Exercise description ->
In the listing below, look for "white" and copy every line that has it.

====

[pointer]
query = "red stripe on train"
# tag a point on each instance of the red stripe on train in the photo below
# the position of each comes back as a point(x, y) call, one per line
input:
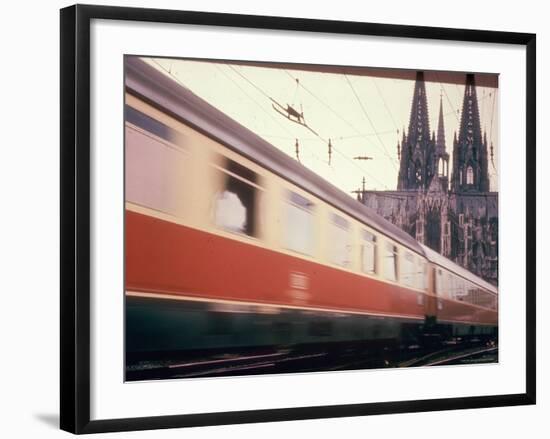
point(167, 257)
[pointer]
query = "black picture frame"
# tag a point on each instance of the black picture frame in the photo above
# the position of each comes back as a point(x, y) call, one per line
point(75, 217)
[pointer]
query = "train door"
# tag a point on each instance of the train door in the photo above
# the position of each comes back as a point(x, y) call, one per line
point(430, 304)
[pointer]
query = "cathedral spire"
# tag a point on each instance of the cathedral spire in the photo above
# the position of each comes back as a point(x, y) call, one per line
point(470, 171)
point(416, 168)
point(440, 139)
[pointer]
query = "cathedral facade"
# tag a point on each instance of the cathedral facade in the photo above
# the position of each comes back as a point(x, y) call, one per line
point(453, 210)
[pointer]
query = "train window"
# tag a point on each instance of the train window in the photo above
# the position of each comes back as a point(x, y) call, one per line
point(390, 262)
point(458, 288)
point(422, 274)
point(153, 126)
point(439, 281)
point(408, 270)
point(368, 252)
point(299, 225)
point(340, 245)
point(237, 203)
point(155, 169)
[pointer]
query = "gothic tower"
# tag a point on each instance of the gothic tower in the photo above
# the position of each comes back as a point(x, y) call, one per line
point(417, 148)
point(470, 167)
point(441, 157)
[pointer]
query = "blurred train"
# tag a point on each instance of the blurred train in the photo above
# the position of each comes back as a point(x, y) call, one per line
point(231, 244)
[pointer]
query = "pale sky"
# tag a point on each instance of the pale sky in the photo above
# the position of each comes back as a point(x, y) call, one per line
point(360, 114)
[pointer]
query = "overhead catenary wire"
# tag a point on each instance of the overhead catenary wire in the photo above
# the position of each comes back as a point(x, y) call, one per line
point(329, 107)
point(263, 109)
point(368, 118)
point(333, 149)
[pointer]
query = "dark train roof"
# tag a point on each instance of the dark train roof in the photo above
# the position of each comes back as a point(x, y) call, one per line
point(178, 101)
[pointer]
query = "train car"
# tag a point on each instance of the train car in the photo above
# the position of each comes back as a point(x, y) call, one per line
point(231, 244)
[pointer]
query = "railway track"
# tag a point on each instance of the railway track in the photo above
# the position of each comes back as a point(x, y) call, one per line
point(308, 360)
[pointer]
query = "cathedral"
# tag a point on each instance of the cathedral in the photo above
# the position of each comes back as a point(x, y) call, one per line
point(452, 211)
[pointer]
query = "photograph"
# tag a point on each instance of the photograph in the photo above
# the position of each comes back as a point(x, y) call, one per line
point(284, 218)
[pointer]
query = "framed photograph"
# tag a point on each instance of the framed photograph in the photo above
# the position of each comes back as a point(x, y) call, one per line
point(313, 219)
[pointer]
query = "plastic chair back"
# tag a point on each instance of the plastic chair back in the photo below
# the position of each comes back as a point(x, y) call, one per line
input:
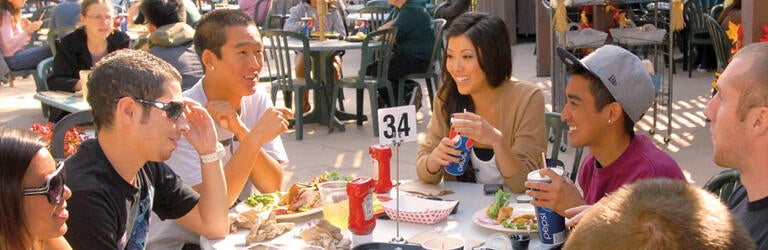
point(381, 3)
point(556, 128)
point(261, 10)
point(724, 183)
point(378, 16)
point(720, 41)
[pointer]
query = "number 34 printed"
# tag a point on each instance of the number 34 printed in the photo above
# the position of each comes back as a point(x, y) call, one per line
point(397, 124)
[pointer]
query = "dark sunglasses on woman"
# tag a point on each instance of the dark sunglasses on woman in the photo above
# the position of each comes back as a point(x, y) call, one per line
point(54, 187)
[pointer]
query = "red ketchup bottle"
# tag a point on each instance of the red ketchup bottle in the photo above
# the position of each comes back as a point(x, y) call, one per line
point(380, 157)
point(361, 220)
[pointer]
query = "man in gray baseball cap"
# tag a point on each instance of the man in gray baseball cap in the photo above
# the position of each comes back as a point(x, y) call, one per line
point(608, 92)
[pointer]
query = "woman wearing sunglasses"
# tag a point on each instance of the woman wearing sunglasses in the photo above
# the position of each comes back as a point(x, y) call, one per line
point(33, 204)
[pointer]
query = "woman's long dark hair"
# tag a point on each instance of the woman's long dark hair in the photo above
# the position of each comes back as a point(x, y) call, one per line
point(488, 34)
point(17, 148)
point(5, 5)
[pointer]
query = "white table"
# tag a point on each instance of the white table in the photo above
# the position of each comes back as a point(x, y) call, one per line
point(471, 199)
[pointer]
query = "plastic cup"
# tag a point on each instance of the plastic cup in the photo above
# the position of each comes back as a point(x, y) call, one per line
point(443, 242)
point(84, 74)
point(335, 203)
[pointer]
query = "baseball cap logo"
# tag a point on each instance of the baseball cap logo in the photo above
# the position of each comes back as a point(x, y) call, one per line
point(612, 79)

====

Completed task ->
query = "white table"
# tag a point on each instance of the white table in the photo above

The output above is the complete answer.